__Stored data entries__:
Start of Block
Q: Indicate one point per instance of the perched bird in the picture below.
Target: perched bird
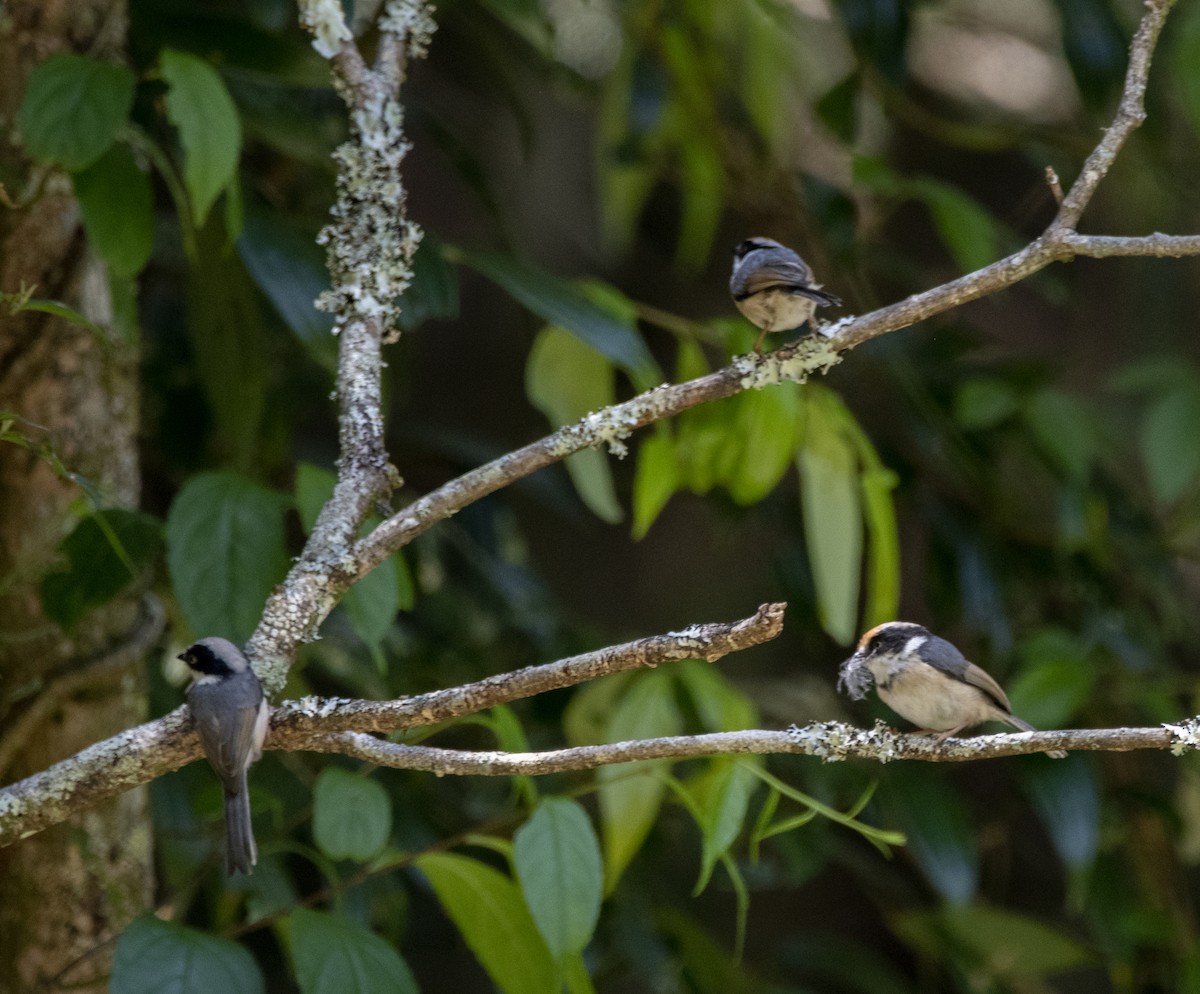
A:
(229, 713)
(773, 287)
(927, 681)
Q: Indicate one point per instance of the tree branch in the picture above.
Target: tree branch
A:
(293, 723)
(370, 252)
(796, 363)
(828, 741)
(369, 274)
(1131, 114)
(149, 750)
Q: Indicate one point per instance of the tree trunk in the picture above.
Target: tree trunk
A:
(65, 892)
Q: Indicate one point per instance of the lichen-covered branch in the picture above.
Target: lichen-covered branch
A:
(139, 755)
(1131, 113)
(828, 741)
(370, 245)
(796, 363)
(291, 723)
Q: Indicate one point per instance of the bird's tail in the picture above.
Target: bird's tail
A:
(1020, 723)
(241, 854)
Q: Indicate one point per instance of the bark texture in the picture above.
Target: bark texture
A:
(65, 892)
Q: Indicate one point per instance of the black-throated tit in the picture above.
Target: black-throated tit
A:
(229, 713)
(927, 681)
(773, 287)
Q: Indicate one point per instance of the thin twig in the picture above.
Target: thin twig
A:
(701, 641)
(831, 741)
(139, 755)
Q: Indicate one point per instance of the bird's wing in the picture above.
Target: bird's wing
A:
(227, 736)
(937, 652)
(783, 274)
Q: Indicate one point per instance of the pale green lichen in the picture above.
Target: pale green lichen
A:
(371, 243)
(327, 23)
(1185, 736)
(814, 354)
(412, 22)
(835, 741)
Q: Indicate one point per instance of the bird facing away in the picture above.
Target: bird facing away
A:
(773, 287)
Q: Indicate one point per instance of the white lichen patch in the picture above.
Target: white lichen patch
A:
(834, 741)
(318, 707)
(694, 636)
(814, 354)
(611, 427)
(412, 22)
(1185, 736)
(371, 243)
(327, 23)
End of Block
__Instructions for the task__: Copy each line of the records above exactly as written. Do not carry over any picture.

__Exercise response__:
Q: Indicate one point per instance of the perched bird in the picture below.
Target: perched bird
A:
(229, 713)
(773, 287)
(927, 681)
Q: Indicate one point per instance of the tree branch in the picture above.
Target: tree branch
A:
(293, 723)
(370, 252)
(796, 363)
(828, 741)
(369, 274)
(1131, 114)
(149, 750)
Q: Indicate one point per instance of the tree trunk in the picture above.
Target: tree trunk
A:
(65, 892)
Q: Indicate one point per instance of the lichen-covered branch in the picture above.
Target: lichen-covered branch
A:
(139, 755)
(1131, 113)
(828, 741)
(370, 245)
(796, 363)
(291, 723)
Q: Indicate one point per instance of the bird's tail in the picture above.
Target: bird's tail
A:
(1020, 723)
(241, 854)
Q: Indicate one point per instance of the bark texture in the picture above.
Target: bark texture
A:
(65, 892)
Q: Indicate one point per instance of the black-throated tit in the picture above.
Target: black-throated tit
A:
(229, 713)
(927, 681)
(773, 287)
Q: Indicate one point per instance of the thin twig in the picture above.
Target: thin twig
A:
(701, 641)
(831, 741)
(139, 755)
Q: Indicate one point per instance of the bird's wing in the picture above.
Target: bird's wing
A:
(227, 736)
(937, 652)
(783, 274)
Q: Indicate one point per instance of the pale green lichen in the picture above.
Target: pale green lichen
A:
(371, 243)
(327, 23)
(1185, 736)
(814, 354)
(412, 22)
(835, 741)
Q: Indicate one point per instance of the bird facing away in the picture above.
Target: bird facing away
A:
(773, 287)
Q: Indicate one point per instance of the white lichen patch in the picture above.
Target: white lichen patch
A:
(834, 741)
(318, 707)
(694, 636)
(814, 354)
(611, 427)
(412, 22)
(1185, 736)
(371, 243)
(327, 23)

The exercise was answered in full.